SAN FRANCISCO, CA.- Dolby Chadwick Gallery presents Glass + Light, an exhibition of ground-breaking images by Amanda Means. This is the gallery’s first show with the artist renowned for extending the limits of the photographic medium. Means reanimates common objects by reinventing their method of capture and rendering extraordinary portraits that restore a sense of wonder in the beauty of the everyday.

Abstraction is a powerful aspect of her work: she captures pure form, line, and space with lyrical intensity to a degree that shape itself could almost be the subject matter of her work. Yet, focusing on that aspect alone would deny the expansive insights intensified by her choice of subjects. Two series of common objects – water glasses and lightbulbs – are the stars of Glass + Light.

Means created a new technique of capturing “direct print” images. It’s a sort of camera obscura in reverse. The artist converted a 19th-century horizontal wooden camera into a darkroom enlarger. She places her object directly inside the head of this enlarger so that its lamp projects light through the water glass then through the lens and onto photo paper on the wall. This reveals intense dimensional detail. As Means explains: “Since the light passes through the water glass rather than being reflected off its surface, we see much more of the dynamism and drama occurring within the translucent glass vessel than would otherwise be the case with a traditional camera.” As these camera-less images have no film negative, The object becomes the negative.

Means’ divination of the inner alchemy of light within the everyday object continues in the Light Bulb Series. In these “glass flower” portraits, the artist turns from the silky subtlety of black & white to the exuberance of color. Now with two sources of light – the lightbulb and the lamp she places behind it – Means can adjust even further. She can dim the bulb’s incandescence, employ different exposure times to coax blurriness from the bulb’s filament, and explore novel combinations of color gel filters. Means stacks the filters, as a watercolorist would combine a medley of hues, to achieve fresh color combinations. The color filters may be placed between the camera and the bulb or behind the bulb.

Stand before the images that Means presents to us. Which of these Light or Glass feels most like your self-portrait at this moment? Be open to what arises. In finding for herself a liberation from the strictures of traditional photography and the pristine printing techniques she had mastered, Means works like a jazz musician, achieving a fluidity and effervescence that opens thrilling uncharted fields in which to play.

Amanda Means is a graduate of Cornell University and SUNY Buffalo. She was awarded a Guggenheim Fellowship for her contributions to contemporary photography in 2017. Means has exhibited widely in the United States and abroad, and her work is included in numerous collections, including the Whitney Museum of American Art; the San Francisco Museum of Modern Art; the Los Angeles County Museum of Art; the Museum of Fine Arts in Boston; the MIT List Visual Arts Center; the Albright-Knox Art Gallery, Buffalo, N.Y.; and the Nicola Erni Collection, Switzerland. The artist lives and works in Beacon, New York.
--------------------------------------------------
### THE REQUEST
Write out the exhibition text word for word, starting with "SAN FRANCISCO, CA.- Dolby" and going on through "Glass + Light.".

### GIVEN RECORDS
--------------------------------------------------
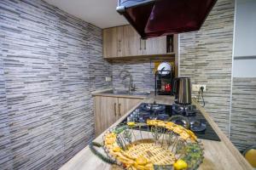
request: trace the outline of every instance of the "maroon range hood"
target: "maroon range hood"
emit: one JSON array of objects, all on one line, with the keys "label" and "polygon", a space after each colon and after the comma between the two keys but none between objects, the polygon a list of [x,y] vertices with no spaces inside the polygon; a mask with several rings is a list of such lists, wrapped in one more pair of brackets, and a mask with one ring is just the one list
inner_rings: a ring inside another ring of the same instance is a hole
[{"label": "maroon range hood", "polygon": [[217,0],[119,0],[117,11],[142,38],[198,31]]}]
--------------------------------------------------
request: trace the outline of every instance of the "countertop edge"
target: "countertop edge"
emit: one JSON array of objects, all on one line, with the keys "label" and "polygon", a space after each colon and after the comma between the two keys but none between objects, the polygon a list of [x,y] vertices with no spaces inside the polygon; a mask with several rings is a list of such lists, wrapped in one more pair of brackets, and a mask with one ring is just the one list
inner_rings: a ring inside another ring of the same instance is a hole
--------------------------------------------------
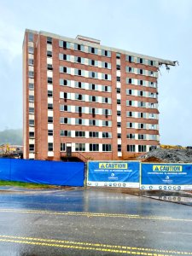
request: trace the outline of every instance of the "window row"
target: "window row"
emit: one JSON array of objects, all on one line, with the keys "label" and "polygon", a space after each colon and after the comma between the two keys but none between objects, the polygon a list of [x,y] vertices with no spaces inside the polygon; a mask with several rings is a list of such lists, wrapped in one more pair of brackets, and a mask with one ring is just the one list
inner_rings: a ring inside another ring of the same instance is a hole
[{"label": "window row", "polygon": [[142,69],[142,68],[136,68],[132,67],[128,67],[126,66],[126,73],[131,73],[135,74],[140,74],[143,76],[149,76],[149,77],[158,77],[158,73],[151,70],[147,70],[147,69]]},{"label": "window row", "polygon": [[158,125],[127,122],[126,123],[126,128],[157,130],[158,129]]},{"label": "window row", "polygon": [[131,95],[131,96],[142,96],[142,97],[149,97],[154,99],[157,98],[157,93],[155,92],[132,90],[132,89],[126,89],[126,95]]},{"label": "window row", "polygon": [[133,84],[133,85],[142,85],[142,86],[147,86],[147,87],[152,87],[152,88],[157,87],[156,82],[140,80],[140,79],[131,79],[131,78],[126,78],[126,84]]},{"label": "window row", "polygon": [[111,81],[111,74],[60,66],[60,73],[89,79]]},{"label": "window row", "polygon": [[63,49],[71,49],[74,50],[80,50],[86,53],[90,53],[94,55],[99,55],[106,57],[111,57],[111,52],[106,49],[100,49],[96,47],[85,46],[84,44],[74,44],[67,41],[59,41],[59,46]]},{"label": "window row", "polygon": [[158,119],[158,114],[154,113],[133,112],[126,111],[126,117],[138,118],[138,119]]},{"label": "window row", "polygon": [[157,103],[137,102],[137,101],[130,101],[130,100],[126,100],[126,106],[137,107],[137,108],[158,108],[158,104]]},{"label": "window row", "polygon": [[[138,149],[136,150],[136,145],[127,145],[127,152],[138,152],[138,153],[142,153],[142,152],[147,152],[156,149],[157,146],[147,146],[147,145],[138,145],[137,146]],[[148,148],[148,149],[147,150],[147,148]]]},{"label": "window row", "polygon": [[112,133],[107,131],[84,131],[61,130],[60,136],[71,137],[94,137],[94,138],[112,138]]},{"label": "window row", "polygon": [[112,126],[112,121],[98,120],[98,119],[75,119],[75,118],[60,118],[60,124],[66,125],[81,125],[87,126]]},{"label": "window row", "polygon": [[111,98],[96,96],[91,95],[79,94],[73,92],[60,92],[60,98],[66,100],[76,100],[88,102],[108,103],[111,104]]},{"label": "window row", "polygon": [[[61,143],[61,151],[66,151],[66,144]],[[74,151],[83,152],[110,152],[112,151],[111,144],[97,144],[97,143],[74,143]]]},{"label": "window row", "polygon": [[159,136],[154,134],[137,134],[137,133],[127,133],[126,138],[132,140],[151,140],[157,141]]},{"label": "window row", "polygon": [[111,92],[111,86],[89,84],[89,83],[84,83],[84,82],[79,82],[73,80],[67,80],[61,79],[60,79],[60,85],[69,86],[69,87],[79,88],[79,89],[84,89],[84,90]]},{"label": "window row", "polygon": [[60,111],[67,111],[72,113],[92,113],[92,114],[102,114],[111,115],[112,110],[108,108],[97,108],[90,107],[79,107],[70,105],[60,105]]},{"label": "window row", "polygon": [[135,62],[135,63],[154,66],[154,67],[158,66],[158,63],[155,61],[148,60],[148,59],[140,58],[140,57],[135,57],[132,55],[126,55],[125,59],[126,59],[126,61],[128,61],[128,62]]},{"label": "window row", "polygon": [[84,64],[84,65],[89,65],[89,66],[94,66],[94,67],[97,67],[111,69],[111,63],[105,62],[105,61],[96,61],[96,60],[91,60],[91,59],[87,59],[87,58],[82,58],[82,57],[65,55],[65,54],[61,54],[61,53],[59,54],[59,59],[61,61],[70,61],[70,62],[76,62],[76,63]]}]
--------------------------------------------------
### WRITTEN SOLUTION
SAN FRANCISCO, CA.- Dolby Chadwick Gallery presents Glass + Light, an exhibition of ground-breaking images by Amanda Means. This is the gallery’s first show with the artist renowned for extending the limits of the photographic medium. Means reanimates common objects by reinventing their method of capture and rendering extraordinary portraits that restore a sense of wonder in the beauty of the everyday.

Abstraction is a powerful aspect of her work: she captures pure form, line, and space with lyrical intensity to a degree that shape itself could almost be the subject matter of her work. Yet, focusing on that aspect alone would deny the expansive insights intensified by her choice of subjects. Two series of common objects – water glasses and lightbulbs – are the stars of Glass + Light.